- _Data shown_:
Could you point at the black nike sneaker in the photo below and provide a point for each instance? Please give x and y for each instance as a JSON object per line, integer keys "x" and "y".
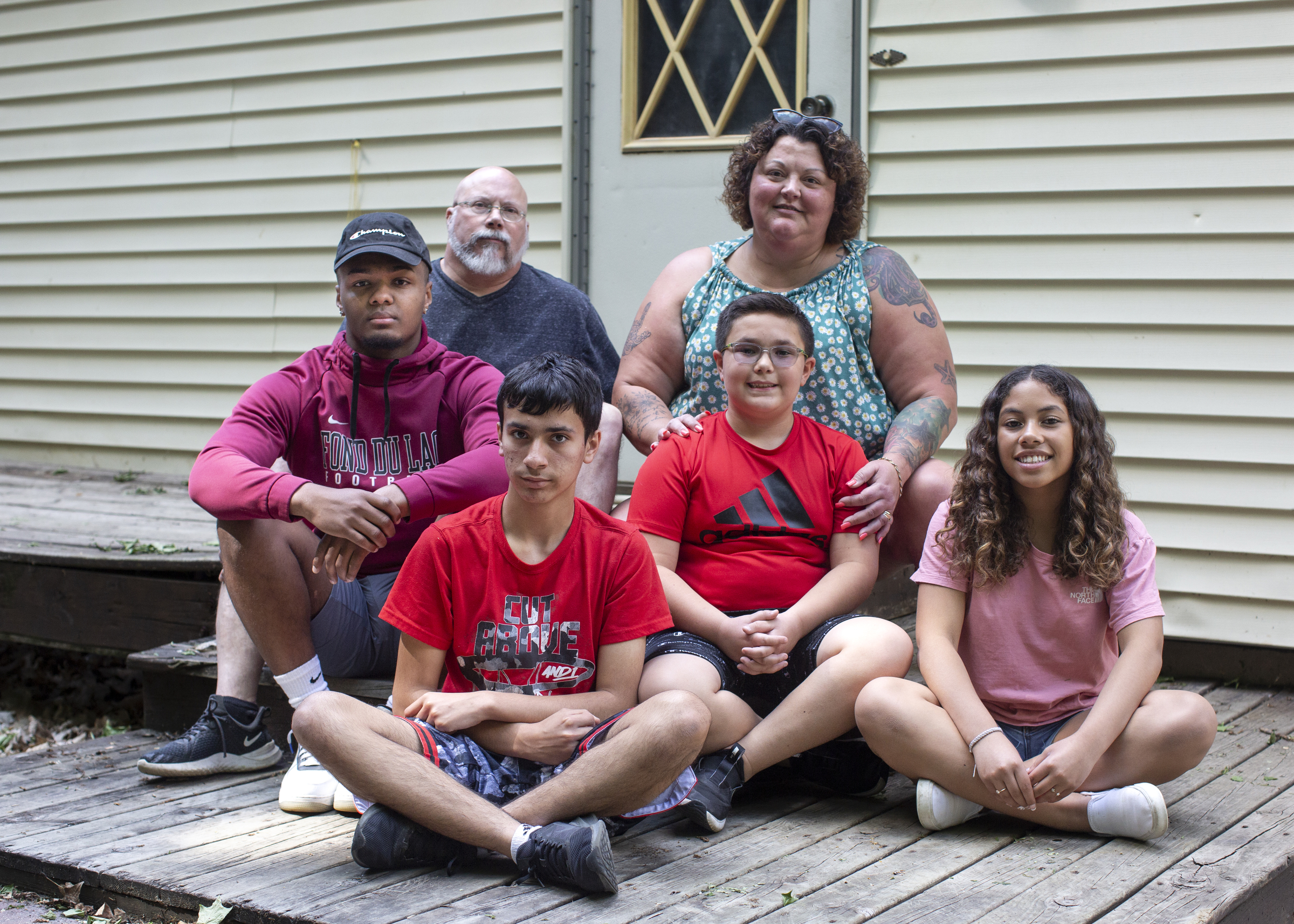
{"x": 573, "y": 856}
{"x": 387, "y": 840}
{"x": 719, "y": 776}
{"x": 845, "y": 765}
{"x": 230, "y": 737}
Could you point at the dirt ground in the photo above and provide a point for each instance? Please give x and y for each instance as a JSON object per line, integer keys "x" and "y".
{"x": 55, "y": 697}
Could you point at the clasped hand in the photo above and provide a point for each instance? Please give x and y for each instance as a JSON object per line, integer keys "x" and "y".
{"x": 355, "y": 525}
{"x": 760, "y": 642}
{"x": 1056, "y": 773}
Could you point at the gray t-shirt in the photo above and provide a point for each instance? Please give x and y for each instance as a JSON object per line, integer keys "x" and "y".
{"x": 534, "y": 314}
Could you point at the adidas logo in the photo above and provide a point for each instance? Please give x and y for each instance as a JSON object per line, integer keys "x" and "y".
{"x": 759, "y": 517}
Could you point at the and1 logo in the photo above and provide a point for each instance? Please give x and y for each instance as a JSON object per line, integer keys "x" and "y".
{"x": 527, "y": 651}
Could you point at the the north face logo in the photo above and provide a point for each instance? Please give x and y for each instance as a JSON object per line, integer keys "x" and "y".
{"x": 1087, "y": 596}
{"x": 754, "y": 515}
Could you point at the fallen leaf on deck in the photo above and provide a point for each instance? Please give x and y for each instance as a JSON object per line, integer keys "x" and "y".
{"x": 214, "y": 913}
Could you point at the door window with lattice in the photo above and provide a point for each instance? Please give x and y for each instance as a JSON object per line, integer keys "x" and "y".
{"x": 700, "y": 73}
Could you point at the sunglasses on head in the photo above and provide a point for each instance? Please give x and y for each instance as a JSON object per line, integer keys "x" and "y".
{"x": 790, "y": 117}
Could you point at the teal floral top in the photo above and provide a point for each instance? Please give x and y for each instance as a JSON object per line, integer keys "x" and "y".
{"x": 843, "y": 392}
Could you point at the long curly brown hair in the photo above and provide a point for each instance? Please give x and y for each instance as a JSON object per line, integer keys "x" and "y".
{"x": 988, "y": 532}
{"x": 840, "y": 156}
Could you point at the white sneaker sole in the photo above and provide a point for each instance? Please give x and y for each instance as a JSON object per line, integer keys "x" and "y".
{"x": 1159, "y": 810}
{"x": 264, "y": 756}
{"x": 926, "y": 808}
{"x": 309, "y": 804}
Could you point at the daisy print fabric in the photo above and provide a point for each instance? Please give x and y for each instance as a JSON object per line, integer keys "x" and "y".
{"x": 843, "y": 392}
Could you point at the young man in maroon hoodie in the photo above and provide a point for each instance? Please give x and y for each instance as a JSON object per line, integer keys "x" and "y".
{"x": 383, "y": 430}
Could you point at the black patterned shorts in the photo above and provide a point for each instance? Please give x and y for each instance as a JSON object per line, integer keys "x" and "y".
{"x": 762, "y": 693}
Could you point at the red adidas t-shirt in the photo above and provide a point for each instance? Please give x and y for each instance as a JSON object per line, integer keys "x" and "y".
{"x": 526, "y": 628}
{"x": 752, "y": 525}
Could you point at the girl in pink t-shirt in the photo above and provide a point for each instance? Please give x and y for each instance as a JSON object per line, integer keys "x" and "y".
{"x": 1038, "y": 618}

- _The request_:
Present the lines from the one containing "Could you point at the white" up to and including the final line of the entries as a Markdown table with the columns Row and Line, numbering each row and skipping blank lines.

- _The completed task_:
| Row | Line |
|---|---|
| 1 | Could you point at the white sneaker sole in the photo above and provide a point for each instance? Please give x and y for each instance as a JSON object per line, integer keys "x" and "y". |
| 2 | {"x": 1159, "y": 810} |
| 3 | {"x": 264, "y": 756} |
| 4 | {"x": 926, "y": 808} |
| 5 | {"x": 309, "y": 804} |
| 6 | Could you point at the daisy print fabric in the photo above and provide a point for each instance? Please give x and y for each instance as a JSON object per line, integer keys "x" and "y". |
| 7 | {"x": 843, "y": 392} |
| 8 | Could you point at the young man in maroon hoodie in the photo above and provide a point for each instance? Please give x and y for each instance as a JSON object per line, integer keys "x" and "y". |
| 9 | {"x": 383, "y": 430} |
| 10 | Could you point at the black patterned shorts in the photo above and provide a point for each instance? Please give x and y for each instance as a JSON object per line, integer keys "x" and "y". |
| 11 | {"x": 762, "y": 693} |
| 12 | Could you point at the red adidas t-shirt in the photo above and provide a point for each instance? Please give x and y for each instance as a JSON object per line, integer keys "x" and "y". |
| 13 | {"x": 526, "y": 628} |
| 14 | {"x": 752, "y": 525} |
| 15 | Could you point at the girl in pink t-shirt in the photo above and provide a point for each instance? Please give x and y for each instance as a JSON object per line, integer keys "x" and "y". |
| 16 | {"x": 1038, "y": 618} |